- [Given request]: Please put every line of all the rows below into a JSON list of strings, one string per line, skipping any blank lines.

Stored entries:
________________________

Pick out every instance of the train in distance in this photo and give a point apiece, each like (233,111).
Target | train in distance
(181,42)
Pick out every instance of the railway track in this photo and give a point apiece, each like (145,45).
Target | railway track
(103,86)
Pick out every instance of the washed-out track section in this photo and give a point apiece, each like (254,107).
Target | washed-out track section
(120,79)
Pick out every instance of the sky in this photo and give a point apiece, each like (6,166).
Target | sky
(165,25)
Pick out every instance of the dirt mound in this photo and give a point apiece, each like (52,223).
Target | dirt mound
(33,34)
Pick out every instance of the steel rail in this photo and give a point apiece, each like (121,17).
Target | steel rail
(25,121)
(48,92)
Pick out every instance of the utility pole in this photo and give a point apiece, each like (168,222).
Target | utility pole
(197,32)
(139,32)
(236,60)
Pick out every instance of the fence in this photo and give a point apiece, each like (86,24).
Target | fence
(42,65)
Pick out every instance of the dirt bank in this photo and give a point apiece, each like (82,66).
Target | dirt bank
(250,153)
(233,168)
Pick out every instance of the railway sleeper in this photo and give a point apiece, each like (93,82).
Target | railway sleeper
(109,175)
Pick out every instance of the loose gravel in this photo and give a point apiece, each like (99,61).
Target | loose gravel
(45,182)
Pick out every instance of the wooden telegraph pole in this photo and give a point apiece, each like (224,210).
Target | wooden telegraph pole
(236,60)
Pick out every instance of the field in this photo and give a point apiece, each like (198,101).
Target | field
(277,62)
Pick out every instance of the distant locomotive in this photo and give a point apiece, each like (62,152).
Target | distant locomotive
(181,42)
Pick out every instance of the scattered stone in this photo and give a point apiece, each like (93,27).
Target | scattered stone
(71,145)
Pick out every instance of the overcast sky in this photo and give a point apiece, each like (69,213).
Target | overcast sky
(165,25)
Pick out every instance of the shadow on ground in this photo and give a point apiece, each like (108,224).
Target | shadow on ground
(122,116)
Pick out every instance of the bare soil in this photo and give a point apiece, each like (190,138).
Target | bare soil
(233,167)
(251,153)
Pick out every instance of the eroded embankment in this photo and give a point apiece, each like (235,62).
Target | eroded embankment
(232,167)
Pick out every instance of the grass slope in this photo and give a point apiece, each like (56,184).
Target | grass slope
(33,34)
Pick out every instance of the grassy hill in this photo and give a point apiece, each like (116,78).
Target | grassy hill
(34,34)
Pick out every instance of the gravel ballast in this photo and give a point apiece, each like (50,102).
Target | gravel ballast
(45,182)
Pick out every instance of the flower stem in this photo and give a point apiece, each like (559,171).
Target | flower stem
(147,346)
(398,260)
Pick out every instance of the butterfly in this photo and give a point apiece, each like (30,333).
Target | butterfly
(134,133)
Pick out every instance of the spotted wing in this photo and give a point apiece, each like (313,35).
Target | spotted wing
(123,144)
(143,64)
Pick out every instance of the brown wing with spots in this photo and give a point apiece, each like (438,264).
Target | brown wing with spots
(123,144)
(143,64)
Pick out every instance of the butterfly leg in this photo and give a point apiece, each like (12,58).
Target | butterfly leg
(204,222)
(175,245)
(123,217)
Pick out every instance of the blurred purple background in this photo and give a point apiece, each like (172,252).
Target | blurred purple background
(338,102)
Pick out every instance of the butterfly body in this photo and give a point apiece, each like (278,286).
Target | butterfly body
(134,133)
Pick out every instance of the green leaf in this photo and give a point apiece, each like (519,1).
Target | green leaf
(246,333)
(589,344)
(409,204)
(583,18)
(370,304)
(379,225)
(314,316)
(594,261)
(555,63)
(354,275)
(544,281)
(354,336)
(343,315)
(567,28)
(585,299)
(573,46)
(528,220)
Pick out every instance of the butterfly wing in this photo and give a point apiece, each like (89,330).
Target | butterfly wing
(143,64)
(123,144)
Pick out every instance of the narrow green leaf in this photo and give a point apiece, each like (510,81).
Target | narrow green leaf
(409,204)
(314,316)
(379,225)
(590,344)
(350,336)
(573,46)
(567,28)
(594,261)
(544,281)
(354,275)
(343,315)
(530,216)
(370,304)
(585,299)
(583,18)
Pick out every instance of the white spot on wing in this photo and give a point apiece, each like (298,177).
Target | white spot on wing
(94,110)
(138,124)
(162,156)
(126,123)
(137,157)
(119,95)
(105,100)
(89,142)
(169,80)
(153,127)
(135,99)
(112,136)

________________________

- [Answer in full]:
[
  "Pick out every instance of the train in distance in this photo and give a point apiece, each like (233,111).",
  "Target | train in distance",
  "(181,42)",
  "Pick out every instance of the railway track in this photo and give a point apiece, each like (145,45).",
  "Target | railway track",
  "(103,86)",
  "Pick out every instance of the washed-out track section in this photo and give a point apiece, each like (254,107).",
  "Target | washed-out track section",
  "(120,79)",
  "Pick out every instance of the sky in this photo and give a point apiece, each like (6,166).",
  "Target | sky",
  "(165,25)",
  "Pick out every instance of the dirt mound in this photo and give a point apiece, each like (52,223).",
  "Target | dirt mound",
  "(33,34)",
  "Pick out every instance of the steel rail in this photo and give a point apiece, each like (121,17).",
  "Target | steel rail",
  "(25,121)",
  "(48,92)",
  "Pick out every instance of the utility pole in this photo and give a point apiece, each like (168,222).",
  "Target | utility pole",
  "(197,32)",
  "(139,32)",
  "(236,60)",
  "Pick out every instance of the fence in this photo and give a point apiece, each like (86,24).",
  "Target | fence",
  "(42,65)",
  "Pick out every instance of the dirt bank in this photo and give a point apiece, each like (82,66).",
  "Target | dirt bank",
  "(250,153)",
  "(233,168)",
  "Pick out every instance of the railway sleeper in this photo and give a point apiece, each like (93,82).",
  "Target | railway sleeper",
  "(109,175)",
  "Pick out every instance of the loose gravel in this photo and give a point apiece, each like (99,61).",
  "Target | loose gravel",
  "(45,182)",
  "Pick out every instance of the wooden telegraph pole in this photo and give a point apiece, each like (224,210).",
  "Target | wooden telegraph pole",
  "(236,60)",
  "Pick out every instance of the field in this photo and give a point apiece, each like (198,101).",
  "Target | field",
  "(277,62)",
  "Pick out every instance of the distant locomotive in this photo and give a point apiece, each like (62,152).",
  "Target | distant locomotive",
  "(181,42)",
  "Pick out every instance of the scattered stone in this photo and give a point apiece, each like (93,27).",
  "Target | scattered stone",
  "(71,145)",
  "Pick out every instance of the overcast sky in this photo and give a point apiece, each like (69,213).",
  "Target | overcast sky",
  "(165,25)",
  "Pick out every instance of the shadow on ground in this photo and give a point apiece, each like (108,224).",
  "Target | shadow on ground",
  "(122,116)",
  "Pick out every instance of the bare soil in this photo and give a point apiece, each like (190,138).",
  "Target | bare soil",
  "(233,167)",
  "(251,153)",
  "Pick out every instance of the eroded embankment in this photo and give a point apiece, each like (235,62).",
  "Target | eroded embankment",
  "(232,167)",
  "Pick out every instance of the grass slope in this photo and give a point apiece, each like (56,184).",
  "Target | grass slope",
  "(33,34)",
  "Pick out every instance of the grassy hill in this photo and give a point apiece, each like (116,78).",
  "Target | grassy hill",
  "(34,34)",
  "Pick out every instance of the gravel ballast in this photo and give a point apiece, each like (50,102).",
  "Target | gravel ballast",
  "(45,182)",
  "Pick out every instance of the flower stem in this photo and give a point apiece, each like (559,171).",
  "Target | flower stem",
  "(147,346)",
  "(398,260)",
  "Pick out every instance of the butterfly in this photo and give a point apiece, each like (30,333).",
  "Target | butterfly",
  "(134,133)",
  "Pick out every instance of the spotted wing in this photo and give a point apiece, each like (313,35).",
  "Target | spotted wing",
  "(123,144)",
  "(143,64)",
  "Pick out every instance of the brown wing with spots in this photo and give a point apiece, each like (438,264).",
  "Target | brown wing with spots",
  "(123,144)",
  "(143,64)",
  "Pick out every instance of the butterfly leg in this photo and give a point apiece, each like (12,58).",
  "Target | butterfly leg",
  "(204,222)",
  "(175,245)",
  "(123,217)",
  "Pick out every instance of the blurred purple background in this photo and give a point apiece, each like (172,252).",
  "Target | blurred purple background",
  "(338,102)",
  "Pick out every instance of the butterfly body in this photo and give a point apiece, each like (278,286).",
  "Target | butterfly body",
  "(134,133)",
  "Pick out every instance of the green leaf in this photo and give a point apiece, each like (519,1).",
  "Target | green leaf",
  "(246,333)",
  "(589,344)",
  "(409,204)",
  "(583,18)",
  "(370,304)",
  "(379,225)",
  "(314,316)",
  "(594,261)",
  "(555,63)",
  "(354,275)",
  "(544,281)",
  "(354,336)",
  "(343,315)",
  "(567,28)",
  "(585,299)",
  "(573,46)",
  "(528,220)",
  "Pick out every instance of the butterfly wing in this photo and give a point apiece, each like (89,330).",
  "Target | butterfly wing",
  "(143,64)",
  "(123,144)",
  "Pick out every instance of the narrow green leaf in this photo and give a point apiece, each like (510,81).",
  "Target | narrow green leaf",
  "(409,204)",
  "(314,316)",
  "(379,225)",
  "(590,344)",
  "(350,336)",
  "(573,46)",
  "(567,28)",
  "(594,261)",
  "(544,281)",
  "(354,275)",
  "(343,315)",
  "(530,216)",
  "(370,304)",
  "(585,299)",
  "(583,18)",
  "Pick out every instance of the white spot on wing in this photo and give a point apiece, each like (298,177).",
  "Target | white spot on wing",
  "(94,110)",
  "(138,124)",
  "(162,156)",
  "(126,123)",
  "(137,157)",
  "(119,95)",
  "(105,100)",
  "(89,142)",
  "(169,80)",
  "(153,127)",
  "(135,99)",
  "(112,136)"
]